- _Excerpt_
## START

The rest of this discussion is divided into the following sections:

Hardware,
FORTRAN and
C.

Finally, there is a section on data transfer.


Hardware

On hartree and hodgkin the fastest local disk is a RAID array called hartree-tmp, or hodgkin-tmp.

FORTRAN

In FORTRAN the amount of control that the programmer has over I/O is limited. Hence there is little to say except the standard comments about avoiding formatted I/O and using reasonably large records.

The point that implicit do loops are far more efficient than explicit ones is well known and applies to almost all architectures. On babbage

      PARAMETER(ISIZE=64)
      DOUBLE PRECISION A(ISIZE*128*1024)

      WRITE(10)(A(I),I=1,ISIZE*128*1024)
produces a 64Mb file which can be read at over 6Mb/s, whereas writing it with
      DO I=1,ISIZE*128*1024
       WRITE(10)A(I)
      ENDDO
produces a 128Mb file which reads at under 0.5 Mb/s (useful data transfer rate).


C

Is this up todate? Can we reference the Sun rather than babbage?

In C the programmer has rather more control over how I/O is performed, and the defaults are less reasonable than for FORTRAN. In particular, with fread it is possible to set the buffer size via a call to setvbuf. This can dramatically improve the I/O performance on babbage:

Read performance on babbage from /Pscratch
buffer size Throughput (Mb/s)

## END

- _Aim_
Extend the notes on I/O performance in FORTRAN and C, picking up after their last line.

[Data pulled from a collection]
## START

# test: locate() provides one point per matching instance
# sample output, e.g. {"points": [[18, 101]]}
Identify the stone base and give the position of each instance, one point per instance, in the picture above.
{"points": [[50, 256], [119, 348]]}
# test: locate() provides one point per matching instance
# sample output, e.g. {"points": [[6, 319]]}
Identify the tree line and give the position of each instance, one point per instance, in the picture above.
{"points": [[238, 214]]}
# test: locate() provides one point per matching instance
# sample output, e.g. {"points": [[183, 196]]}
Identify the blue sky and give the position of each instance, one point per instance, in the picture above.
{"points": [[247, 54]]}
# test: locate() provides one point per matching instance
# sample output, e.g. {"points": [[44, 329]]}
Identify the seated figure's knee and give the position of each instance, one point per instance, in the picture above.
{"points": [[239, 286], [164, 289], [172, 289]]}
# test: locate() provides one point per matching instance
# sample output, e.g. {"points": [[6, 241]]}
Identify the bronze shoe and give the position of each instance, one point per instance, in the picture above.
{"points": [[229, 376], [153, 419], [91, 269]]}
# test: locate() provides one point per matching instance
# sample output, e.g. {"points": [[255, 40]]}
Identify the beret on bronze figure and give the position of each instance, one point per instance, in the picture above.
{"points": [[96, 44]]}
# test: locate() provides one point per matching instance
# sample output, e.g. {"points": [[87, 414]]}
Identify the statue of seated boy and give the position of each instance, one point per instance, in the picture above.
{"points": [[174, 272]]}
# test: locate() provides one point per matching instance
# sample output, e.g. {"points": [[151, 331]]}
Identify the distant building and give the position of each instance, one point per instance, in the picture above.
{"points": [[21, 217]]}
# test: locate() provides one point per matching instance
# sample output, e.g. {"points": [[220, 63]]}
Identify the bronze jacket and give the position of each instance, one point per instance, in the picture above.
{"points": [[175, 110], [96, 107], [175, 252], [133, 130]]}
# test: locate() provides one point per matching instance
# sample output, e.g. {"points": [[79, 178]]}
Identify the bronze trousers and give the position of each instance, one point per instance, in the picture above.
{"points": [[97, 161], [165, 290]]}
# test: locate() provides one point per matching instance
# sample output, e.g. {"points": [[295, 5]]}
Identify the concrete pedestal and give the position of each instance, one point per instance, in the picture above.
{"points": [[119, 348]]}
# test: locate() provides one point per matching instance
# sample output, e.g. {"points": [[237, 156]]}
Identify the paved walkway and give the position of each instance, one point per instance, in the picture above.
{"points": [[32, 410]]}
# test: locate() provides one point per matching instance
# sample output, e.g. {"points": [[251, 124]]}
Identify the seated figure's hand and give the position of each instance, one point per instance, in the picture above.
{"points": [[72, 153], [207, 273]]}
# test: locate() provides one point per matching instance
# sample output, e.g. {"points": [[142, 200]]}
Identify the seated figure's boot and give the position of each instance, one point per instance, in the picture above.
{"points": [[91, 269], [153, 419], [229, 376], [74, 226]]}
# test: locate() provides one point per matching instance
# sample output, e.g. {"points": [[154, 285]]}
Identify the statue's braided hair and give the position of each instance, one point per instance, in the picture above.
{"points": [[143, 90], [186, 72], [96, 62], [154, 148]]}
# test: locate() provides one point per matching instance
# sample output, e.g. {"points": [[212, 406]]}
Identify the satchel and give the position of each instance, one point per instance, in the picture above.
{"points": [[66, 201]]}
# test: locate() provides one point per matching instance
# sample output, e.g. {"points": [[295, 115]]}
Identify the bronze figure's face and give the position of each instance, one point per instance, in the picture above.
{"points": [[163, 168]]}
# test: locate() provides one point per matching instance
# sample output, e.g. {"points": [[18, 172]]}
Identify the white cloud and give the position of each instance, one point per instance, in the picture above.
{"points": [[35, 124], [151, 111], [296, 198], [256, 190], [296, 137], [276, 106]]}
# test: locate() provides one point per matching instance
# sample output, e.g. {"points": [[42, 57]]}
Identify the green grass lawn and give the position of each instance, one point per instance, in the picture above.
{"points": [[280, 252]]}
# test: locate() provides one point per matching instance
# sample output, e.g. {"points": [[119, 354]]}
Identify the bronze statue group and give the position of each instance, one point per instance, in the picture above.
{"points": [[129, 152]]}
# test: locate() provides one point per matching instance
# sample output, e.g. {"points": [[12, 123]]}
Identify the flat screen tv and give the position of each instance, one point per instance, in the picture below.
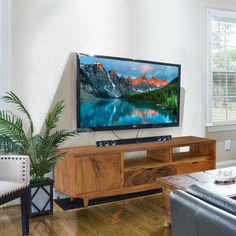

## END

- _Exercise answer_
8K 2.2
16K 3.5
32K 4.8
64K 6.8
128K 8.8
512K 10.4
The default buffer size is 8K on babbage, but for /Pscratch, which is a striped filing system, this is far below the optimal value, and thus one is recommended to increase it to at least 64K if a significant amount of I/O is being done is this fashion. It is necessary to malloc and assign buffers indivdually for each open file, so very large buffers may cause memory problems. Using read rather than fread can avoid this buffering problem and achieve 8Mb/s


Data Transfer

Data transfer between different machines is always an frustrating task, for there are few standards about how numeric data should be represented on disk.

For small quantities of data, the simplest solution is to write out the data in a formatted fashion, and read it in on the other machine in the same way. Do remember not to truncate the precision of the data too hard when writing it out!

For larger quantities of data (tens of Mb), it may be necessary to consider something more efficient. In order for machine A to read data from machine B, the two machines must agree on three points:

  1. the underlying encoding of the data
  2. whether they are big- or little-endian
  3. what headers, trailers, and record separators to use
Most machines can agree on point one, considering integers to be 32 bit twos complement, and floating point to be 32 bit IEEE (single) or 64 bit IEEE (double) precision. Any machine you are likely to meet (babbage, the 3050 workstations, RS/6000's, Suns, Alphas, SGIs, HPs, Intel PCs, Cray T3D, et al.) is IEEE, and those few which are not (Hitachi 3600, Cray Y/MP) can almost certainly be persuaded to read and write IEEE data. Of course I/O in a non-native format, that is in IEEE on a non-IEEE machine, is significantly slower than I/O in its native format, so should be used only when necessary.

The HPCF machines are all big-endian. This is perhaps now the dominant byte ordering, but two important chip lines are little-endian, DEC's Alpha line (Alphas and Cray T3D), and Intel's 80x86 line (all PC's including Pentiums). DEC provides a library call for endian reversal (cvt_ftof in libm), Intel provides an instruction (486+)...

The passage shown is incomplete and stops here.